INSTRUCTIONS FOR THE TASK :: The answer is one number. Say how many lines in the entries below include the word "wall".

--------------------------------------------------

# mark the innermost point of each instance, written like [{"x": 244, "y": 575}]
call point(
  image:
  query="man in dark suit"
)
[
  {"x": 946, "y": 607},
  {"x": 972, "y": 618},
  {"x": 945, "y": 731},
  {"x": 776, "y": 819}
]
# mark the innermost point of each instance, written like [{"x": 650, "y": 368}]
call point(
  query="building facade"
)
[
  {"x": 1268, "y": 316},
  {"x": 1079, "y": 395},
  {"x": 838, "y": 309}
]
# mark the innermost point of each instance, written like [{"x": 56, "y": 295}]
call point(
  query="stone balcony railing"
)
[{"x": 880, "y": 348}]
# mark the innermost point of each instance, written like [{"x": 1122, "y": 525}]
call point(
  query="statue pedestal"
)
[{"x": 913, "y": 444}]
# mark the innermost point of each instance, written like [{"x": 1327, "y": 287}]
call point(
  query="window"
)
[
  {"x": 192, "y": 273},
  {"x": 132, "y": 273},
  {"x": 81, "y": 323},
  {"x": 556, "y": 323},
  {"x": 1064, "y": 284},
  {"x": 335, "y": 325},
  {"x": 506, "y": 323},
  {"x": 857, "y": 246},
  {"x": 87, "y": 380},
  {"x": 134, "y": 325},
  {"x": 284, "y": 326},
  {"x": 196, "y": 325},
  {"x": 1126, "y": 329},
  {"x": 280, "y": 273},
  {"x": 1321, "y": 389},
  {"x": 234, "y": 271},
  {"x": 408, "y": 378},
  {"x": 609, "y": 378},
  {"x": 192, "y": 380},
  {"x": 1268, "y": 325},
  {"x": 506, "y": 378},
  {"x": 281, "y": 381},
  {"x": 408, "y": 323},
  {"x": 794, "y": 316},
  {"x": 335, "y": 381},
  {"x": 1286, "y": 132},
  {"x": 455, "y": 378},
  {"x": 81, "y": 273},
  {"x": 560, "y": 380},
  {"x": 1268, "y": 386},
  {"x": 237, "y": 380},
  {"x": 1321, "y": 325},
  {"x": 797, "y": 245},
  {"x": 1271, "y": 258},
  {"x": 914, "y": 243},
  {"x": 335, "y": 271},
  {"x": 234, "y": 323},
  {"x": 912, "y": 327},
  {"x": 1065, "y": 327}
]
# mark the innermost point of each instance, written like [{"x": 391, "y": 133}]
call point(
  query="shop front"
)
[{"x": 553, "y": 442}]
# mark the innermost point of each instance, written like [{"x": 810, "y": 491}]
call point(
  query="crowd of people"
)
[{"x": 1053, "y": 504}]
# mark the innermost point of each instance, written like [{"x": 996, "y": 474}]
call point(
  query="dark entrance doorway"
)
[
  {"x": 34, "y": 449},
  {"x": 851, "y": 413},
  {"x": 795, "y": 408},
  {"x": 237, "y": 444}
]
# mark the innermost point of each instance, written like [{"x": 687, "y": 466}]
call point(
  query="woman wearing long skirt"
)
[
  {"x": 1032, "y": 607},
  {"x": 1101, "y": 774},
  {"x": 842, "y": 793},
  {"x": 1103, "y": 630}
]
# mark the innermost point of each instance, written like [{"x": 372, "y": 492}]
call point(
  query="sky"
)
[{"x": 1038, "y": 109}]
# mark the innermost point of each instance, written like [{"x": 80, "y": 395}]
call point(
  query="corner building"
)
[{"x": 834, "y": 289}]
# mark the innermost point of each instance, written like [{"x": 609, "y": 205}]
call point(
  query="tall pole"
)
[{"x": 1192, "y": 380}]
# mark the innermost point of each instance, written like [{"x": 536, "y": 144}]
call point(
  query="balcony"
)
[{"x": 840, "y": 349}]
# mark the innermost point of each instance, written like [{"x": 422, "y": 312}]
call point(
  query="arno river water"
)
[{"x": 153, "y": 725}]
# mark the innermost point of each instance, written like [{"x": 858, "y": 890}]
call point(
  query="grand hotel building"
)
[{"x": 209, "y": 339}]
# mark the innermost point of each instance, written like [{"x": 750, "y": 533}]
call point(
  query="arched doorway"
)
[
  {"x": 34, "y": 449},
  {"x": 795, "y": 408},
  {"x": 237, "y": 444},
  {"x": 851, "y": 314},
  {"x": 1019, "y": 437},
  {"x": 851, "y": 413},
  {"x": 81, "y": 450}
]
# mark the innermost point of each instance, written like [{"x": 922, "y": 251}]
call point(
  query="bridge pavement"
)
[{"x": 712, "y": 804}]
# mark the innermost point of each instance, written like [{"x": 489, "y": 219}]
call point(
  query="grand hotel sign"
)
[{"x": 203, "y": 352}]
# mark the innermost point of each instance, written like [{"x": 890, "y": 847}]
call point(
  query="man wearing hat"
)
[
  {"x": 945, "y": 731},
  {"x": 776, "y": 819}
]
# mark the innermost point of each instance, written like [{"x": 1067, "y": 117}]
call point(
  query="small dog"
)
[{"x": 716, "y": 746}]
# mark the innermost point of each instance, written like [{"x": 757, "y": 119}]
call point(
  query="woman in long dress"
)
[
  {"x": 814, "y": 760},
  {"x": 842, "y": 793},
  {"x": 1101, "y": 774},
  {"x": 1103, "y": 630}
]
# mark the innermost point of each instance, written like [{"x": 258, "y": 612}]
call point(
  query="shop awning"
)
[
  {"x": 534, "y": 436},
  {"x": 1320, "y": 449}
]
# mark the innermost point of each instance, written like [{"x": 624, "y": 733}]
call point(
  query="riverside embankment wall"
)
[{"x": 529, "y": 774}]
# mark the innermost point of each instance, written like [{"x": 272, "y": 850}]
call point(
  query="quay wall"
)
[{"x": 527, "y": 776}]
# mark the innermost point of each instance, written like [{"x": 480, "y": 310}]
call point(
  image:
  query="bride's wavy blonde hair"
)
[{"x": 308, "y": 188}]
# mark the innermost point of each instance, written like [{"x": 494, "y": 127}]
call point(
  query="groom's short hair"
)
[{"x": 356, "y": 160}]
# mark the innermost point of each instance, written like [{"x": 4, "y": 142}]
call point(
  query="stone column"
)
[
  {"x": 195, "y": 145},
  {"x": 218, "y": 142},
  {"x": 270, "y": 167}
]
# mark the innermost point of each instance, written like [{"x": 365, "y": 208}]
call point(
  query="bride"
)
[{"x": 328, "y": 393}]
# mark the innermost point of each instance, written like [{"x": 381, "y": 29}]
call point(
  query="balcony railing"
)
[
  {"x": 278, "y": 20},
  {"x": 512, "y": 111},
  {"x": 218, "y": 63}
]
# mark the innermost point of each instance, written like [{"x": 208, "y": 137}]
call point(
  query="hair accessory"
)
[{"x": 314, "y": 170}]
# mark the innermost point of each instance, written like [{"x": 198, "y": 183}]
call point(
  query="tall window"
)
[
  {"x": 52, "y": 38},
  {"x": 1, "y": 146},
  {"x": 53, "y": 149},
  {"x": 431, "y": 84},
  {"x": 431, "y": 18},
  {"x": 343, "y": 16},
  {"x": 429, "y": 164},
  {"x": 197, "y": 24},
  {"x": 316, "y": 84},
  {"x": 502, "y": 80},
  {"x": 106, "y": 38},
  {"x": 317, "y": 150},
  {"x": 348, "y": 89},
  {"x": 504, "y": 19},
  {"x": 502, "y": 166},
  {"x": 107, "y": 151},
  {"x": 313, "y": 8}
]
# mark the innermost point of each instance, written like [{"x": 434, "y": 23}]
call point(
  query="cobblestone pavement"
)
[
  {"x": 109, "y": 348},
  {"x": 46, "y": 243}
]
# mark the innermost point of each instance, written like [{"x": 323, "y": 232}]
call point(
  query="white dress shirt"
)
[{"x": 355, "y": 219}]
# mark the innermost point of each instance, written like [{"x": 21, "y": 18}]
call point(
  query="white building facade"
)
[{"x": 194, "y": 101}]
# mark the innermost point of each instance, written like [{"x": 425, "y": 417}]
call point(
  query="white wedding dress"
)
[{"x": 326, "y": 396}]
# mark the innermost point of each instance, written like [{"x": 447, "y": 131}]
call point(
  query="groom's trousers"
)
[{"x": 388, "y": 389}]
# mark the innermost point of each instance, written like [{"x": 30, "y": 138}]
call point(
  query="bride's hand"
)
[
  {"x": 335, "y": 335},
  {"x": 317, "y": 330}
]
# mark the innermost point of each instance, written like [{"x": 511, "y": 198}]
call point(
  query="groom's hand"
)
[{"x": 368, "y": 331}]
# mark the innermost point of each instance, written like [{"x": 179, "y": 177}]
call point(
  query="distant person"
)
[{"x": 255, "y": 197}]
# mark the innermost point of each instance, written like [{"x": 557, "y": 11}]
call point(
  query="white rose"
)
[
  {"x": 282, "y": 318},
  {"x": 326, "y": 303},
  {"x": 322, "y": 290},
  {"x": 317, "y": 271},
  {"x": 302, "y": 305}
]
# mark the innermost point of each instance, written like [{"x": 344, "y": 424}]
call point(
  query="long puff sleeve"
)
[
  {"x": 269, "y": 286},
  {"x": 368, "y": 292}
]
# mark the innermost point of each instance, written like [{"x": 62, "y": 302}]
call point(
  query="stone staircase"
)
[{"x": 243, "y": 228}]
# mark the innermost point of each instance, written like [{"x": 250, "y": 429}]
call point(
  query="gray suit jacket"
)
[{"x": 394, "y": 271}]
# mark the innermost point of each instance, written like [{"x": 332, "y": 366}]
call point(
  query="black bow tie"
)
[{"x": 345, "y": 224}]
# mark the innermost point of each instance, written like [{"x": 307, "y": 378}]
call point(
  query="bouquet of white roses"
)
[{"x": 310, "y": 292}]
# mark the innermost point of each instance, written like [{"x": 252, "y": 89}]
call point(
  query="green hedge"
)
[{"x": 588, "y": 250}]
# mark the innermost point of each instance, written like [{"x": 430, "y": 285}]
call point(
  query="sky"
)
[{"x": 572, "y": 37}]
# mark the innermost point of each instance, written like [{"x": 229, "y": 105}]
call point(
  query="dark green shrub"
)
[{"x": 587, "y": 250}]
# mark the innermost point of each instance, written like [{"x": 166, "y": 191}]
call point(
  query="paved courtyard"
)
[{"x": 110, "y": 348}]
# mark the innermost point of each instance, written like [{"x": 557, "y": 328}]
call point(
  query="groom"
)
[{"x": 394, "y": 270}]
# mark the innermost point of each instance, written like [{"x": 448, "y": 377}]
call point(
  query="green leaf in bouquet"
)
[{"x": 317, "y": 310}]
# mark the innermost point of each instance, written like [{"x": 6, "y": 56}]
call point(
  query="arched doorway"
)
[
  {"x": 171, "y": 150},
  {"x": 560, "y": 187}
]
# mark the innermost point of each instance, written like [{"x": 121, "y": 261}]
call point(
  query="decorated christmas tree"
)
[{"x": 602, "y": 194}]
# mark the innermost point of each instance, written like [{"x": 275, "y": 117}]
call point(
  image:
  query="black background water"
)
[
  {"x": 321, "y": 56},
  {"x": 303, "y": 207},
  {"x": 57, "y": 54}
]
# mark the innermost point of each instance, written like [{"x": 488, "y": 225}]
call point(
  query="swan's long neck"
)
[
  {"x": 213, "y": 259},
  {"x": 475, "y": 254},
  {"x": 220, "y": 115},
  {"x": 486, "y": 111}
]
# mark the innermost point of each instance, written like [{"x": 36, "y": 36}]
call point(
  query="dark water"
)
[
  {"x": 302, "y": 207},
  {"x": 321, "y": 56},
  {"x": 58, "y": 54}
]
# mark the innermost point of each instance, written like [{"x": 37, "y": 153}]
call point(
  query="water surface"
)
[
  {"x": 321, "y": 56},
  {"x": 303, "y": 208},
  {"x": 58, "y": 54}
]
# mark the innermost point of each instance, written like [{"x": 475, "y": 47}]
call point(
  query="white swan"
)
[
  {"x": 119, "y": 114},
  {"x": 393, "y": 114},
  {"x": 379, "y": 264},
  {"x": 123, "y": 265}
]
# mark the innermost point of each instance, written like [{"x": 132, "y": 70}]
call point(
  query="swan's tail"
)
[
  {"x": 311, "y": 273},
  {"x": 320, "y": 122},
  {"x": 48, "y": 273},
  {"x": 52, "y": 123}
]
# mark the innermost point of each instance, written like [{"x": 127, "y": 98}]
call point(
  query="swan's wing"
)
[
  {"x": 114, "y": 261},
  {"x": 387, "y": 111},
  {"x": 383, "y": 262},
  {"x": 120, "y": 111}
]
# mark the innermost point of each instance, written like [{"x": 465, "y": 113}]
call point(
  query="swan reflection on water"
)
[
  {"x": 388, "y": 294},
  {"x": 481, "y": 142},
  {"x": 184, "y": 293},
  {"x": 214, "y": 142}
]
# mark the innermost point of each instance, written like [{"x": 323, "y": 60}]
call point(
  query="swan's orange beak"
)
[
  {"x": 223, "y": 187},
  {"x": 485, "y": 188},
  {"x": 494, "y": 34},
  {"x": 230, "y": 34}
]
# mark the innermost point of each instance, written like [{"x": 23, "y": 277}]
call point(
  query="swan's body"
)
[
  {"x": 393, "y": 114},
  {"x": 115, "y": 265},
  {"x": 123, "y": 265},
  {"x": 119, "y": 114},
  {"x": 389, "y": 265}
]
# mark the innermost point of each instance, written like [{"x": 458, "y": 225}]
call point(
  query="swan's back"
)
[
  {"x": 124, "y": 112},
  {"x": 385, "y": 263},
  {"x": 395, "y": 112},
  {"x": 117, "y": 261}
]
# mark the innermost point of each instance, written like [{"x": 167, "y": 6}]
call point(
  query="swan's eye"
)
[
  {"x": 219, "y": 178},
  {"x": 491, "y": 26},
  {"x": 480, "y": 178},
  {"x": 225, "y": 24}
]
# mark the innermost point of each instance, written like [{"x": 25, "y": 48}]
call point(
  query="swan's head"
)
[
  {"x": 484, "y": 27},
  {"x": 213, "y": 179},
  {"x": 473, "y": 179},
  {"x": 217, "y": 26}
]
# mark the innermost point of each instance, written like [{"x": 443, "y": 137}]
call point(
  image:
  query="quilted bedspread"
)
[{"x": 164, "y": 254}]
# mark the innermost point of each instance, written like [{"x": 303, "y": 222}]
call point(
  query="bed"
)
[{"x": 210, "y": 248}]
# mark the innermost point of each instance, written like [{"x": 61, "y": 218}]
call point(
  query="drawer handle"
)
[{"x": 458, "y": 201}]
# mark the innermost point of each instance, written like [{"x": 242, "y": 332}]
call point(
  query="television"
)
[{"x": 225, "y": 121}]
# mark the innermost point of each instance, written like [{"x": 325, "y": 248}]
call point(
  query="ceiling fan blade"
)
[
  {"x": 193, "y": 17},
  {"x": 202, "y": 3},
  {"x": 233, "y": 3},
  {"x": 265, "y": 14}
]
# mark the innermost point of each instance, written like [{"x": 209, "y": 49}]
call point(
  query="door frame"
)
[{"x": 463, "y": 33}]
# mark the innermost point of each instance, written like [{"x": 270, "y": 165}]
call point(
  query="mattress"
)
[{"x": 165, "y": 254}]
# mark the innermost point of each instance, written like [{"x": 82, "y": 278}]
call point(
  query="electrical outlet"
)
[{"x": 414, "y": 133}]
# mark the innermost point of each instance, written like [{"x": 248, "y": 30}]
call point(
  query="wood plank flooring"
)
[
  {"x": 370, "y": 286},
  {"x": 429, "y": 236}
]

--------------------------------------------------

RESPONSE BELOW :: 2